- _Text section_:
The De Tomaso Pantera gets a bum rap. This seems resolutely unfair, now – the car is a clear trendsetter in many ways – but it may have been deserved on release back in 1971. The product of a collaboration between Argentine-Italian automaker Alejandro De Tomaso and Detroit-based American automaker Ford, the Pantera had a torquey 5.8-liter Cleveland V8 stuffed behind the cockpit of one of Ghia designer Tom Tjaarda's most honest and elegant creations. Sadly, the result was not quite as successful as other Italian-American hybrids, like spaghetti and meatballs or chicken parmigiana.

"The right ingredients were there," says vintage car collector, valuation expert, and serial Pantera owner Colin Comer. "It just maybe wasn't cooked properly."

The problems with the car were myriad, but many were based around the amount of heat that big motor created, and preventing it from roasting itself and the occupants. "There's nothing wrong with a 351 Cleveland. It's a great engine. The problem is, they shoved it in a closet in the middle of a car with limited cooling, and further choked it with a lean, emissions era carburetor." says Comer.

1974 De Tomaso Pantera GP4

None of this was exactly radical, considering the issues facing other Italian cars of the era. Or any cars of the era, for that matter. The problem was, as new emissions and safety regulations began to take hold, and the gas crisis hit in the early Seventies, Dearborn began to lose interest in the project, and started divesting money and support. Though Ford bought an 84 percent stake in De Tomaso in 1971, by 1974, the company had pulled out selling back this share.

"The car had issues like every car has. There's never been a car built that didn't have an issue," says Pat Mical of Performance Automotive Technology, a Massachusetts-based shop specializing in Pantera performance, upgrades, and restoration. "What happened was is that it didn't get any engineering thrown at it after the fact."

This stranded the early Panteras with a host of troubling intrinsic problems, all of which were quite promptly noticed by car reviewers, who arguably held greater sway back then than they (we) do now. This made an impact. "The road tests of the day, were talking about how they had problems with quality and, once that happens, then you're branded," Comer says. "You can't un-ring the bell."

- _Prompt A_: Decide whether each statement agrees with the Pantera text, answering yes or no and quoting the words that settle it: (i) Ford bought an 84 percent stake in De Tomaso in 1971. (ii) The Pantera's V8 was mounted ahead of the cockpit. (iii) Colin Comer considers the 351 Cleveland a poor engine.
- _Prompt B_: Please write the next part of the Pantera text, picking up right after its final sentence.

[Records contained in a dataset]
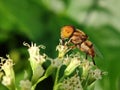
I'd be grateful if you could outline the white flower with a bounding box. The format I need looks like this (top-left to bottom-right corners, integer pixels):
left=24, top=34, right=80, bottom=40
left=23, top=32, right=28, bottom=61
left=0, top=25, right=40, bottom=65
left=2, top=76, right=12, bottom=86
left=60, top=74, right=83, bottom=90
left=90, top=69, right=102, bottom=80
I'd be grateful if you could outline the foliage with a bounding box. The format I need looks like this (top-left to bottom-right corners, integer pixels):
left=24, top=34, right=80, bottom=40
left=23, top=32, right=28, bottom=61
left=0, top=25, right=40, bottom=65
left=0, top=0, right=120, bottom=90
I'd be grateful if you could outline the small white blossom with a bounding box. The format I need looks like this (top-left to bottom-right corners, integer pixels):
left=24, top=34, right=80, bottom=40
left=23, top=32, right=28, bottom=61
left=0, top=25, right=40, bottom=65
left=23, top=43, right=46, bottom=72
left=60, top=74, right=83, bottom=90
left=56, top=40, right=70, bottom=58
left=90, top=69, right=102, bottom=80
left=2, top=76, right=12, bottom=86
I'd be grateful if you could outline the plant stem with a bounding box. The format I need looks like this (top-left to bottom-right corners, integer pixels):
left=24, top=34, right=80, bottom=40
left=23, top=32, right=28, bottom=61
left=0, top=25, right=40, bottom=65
left=53, top=66, right=61, bottom=90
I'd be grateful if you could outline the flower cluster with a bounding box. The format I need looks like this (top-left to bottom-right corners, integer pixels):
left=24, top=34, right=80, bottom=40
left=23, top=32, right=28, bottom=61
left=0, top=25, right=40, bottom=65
left=0, top=40, right=107, bottom=90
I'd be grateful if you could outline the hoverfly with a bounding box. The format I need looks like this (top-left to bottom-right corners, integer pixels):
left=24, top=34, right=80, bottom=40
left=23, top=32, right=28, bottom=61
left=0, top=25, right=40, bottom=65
left=61, top=26, right=95, bottom=65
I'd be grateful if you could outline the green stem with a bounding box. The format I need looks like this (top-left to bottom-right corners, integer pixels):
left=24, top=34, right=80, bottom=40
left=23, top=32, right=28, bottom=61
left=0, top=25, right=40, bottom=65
left=32, top=76, right=47, bottom=90
left=83, top=74, right=89, bottom=90
left=53, top=66, right=61, bottom=90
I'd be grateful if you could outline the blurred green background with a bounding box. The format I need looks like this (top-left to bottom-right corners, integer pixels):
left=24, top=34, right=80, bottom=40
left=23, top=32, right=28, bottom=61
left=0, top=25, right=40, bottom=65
left=0, top=0, right=120, bottom=90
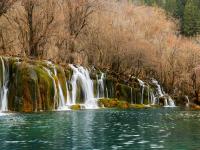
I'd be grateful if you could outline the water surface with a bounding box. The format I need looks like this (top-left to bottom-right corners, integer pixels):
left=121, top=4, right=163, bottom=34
left=0, top=108, right=200, bottom=150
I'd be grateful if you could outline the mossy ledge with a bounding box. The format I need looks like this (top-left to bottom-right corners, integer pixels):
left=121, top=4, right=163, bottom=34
left=0, top=56, right=172, bottom=112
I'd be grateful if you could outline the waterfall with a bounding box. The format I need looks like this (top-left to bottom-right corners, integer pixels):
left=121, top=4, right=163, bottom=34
left=53, top=66, right=66, bottom=109
left=185, top=96, right=190, bottom=107
left=150, top=92, right=156, bottom=105
left=43, top=67, right=58, bottom=109
left=97, top=73, right=105, bottom=98
left=43, top=63, right=67, bottom=110
left=69, top=64, right=98, bottom=109
left=106, top=87, right=109, bottom=98
left=152, top=79, right=176, bottom=107
left=138, top=79, right=145, bottom=104
left=131, top=87, right=133, bottom=104
left=66, top=82, right=72, bottom=105
left=0, top=57, right=9, bottom=111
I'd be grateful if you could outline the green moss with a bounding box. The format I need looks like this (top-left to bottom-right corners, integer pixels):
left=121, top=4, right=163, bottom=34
left=98, top=99, right=130, bottom=109
left=70, top=104, right=81, bottom=110
left=130, top=104, right=147, bottom=109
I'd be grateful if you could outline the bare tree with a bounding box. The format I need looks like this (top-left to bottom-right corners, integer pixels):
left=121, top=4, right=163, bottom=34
left=0, top=0, right=17, bottom=17
left=57, top=0, right=95, bottom=63
left=11, top=0, right=55, bottom=57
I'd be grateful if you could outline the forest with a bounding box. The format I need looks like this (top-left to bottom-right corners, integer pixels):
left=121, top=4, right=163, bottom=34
left=0, top=0, right=200, bottom=103
left=139, top=0, right=200, bottom=36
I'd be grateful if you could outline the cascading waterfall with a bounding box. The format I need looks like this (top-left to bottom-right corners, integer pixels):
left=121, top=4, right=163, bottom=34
left=53, top=66, right=66, bottom=109
left=0, top=57, right=9, bottom=112
left=185, top=96, right=190, bottom=107
left=43, top=67, right=58, bottom=109
left=43, top=62, right=68, bottom=110
left=152, top=79, right=176, bottom=107
left=97, top=73, right=105, bottom=98
left=138, top=79, right=145, bottom=104
left=131, top=87, right=133, bottom=104
left=69, top=64, right=98, bottom=109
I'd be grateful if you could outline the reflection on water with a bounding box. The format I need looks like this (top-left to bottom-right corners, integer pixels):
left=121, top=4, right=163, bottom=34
left=0, top=108, right=200, bottom=150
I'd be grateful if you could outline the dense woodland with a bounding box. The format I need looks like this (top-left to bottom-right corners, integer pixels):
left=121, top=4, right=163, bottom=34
left=138, top=0, right=200, bottom=36
left=0, top=0, right=200, bottom=102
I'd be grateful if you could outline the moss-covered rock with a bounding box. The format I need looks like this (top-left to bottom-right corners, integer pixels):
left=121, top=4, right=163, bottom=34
left=70, top=104, right=81, bottom=110
left=98, top=99, right=130, bottom=109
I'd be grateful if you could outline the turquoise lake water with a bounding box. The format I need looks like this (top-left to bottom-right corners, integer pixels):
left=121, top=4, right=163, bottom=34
left=0, top=108, right=200, bottom=150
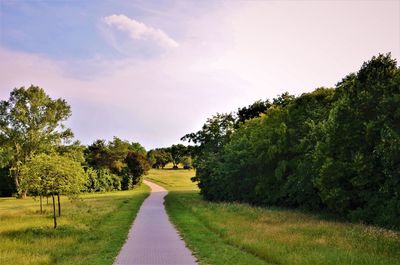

- _Written reply A_:
(i) Yes: "Though Ford bought an 84 percent stake in De Tomaso in 1971"
(ii) No: "stuffed behind the cockpit"
(iii) No: "There's nothing wrong with a 351 Cleveland. It's a great engine."

- _Written reply B_:
Reviewers were not the only ones disparaged the car. Comer once purchased a 1971 Pantera that was bought brand new by a Ford engineer in Dearborn. Included in the ephemera that came with the vehicle was a notebook with a list of defects that the original owner found upon delivery. "The list was 3 pages long," Comer says. "Some of them were things like 'entire car needs to be repainted as all panels are a different color,' 'gas tank is filled with rust,' 'headlights do not work,' and 'tires are incorrect sizes.'"

DeTomaso Pantera - Motor Trend Cover Shoot

For all its faults, the Pantera was wicked fast for its time. Contemporary tests clocked it—with its 310 horsepower V8, four-wheel discs, four-wheel independent suspension, and five-speed stick. It could scoot from 0-60 in 5.5 seconds on its way up to 150 miles per hour. That's as fast as a first generation Countach, which came out around the same time, hosted four more cylinders, forty more horsepower, a significantly higher base price, and wasn't available here.

The Pantera was sold, and initially serviced, via Lincoln/Mercury dealers here in America. This also had a long-term impact on the brand's reputation. Though it was a beautiful Italian sport tourer, with a race-bred chassis, that trusty blue oval V8 worked against its exotic provenance, and gave buyers ready access to a panoply of bolt on performance and "aesthetic" components intended for jacked-up Gran Torinos. Panteras fell victim to the same owner stereotypes as C3 Corvettes, but worse. They were seen as overpriced hot rods for louche, velour-clad sleazoids, and treated as such.

"The majority of people who bought these cars had a Mustang budget," says Mical. "If I could sell chrome in a bottle, I'd be a multi-millionaire. Just for this car."

Fortunately, like so many cars that suffered from poor timing, poor build quality, and poor reputations during the era, the Pantera's standing has recently been revivified. Some of this is generational, and cyclical (we are currently shocking ourselves by fawning over late 1970s C3 Corvettes). But much of this is credited to owners' associations, forums, and the niche aftermarket—shops like Mical's and sites like Mike Dailey's Pantera Place—where passionate loyalists get together to create and share solutions to the car's intractable issues. "I have pretty much every fix for a Pantera, how to do it," Dailey says. "There are really good solutions for just about all of the cars' original weaknesses."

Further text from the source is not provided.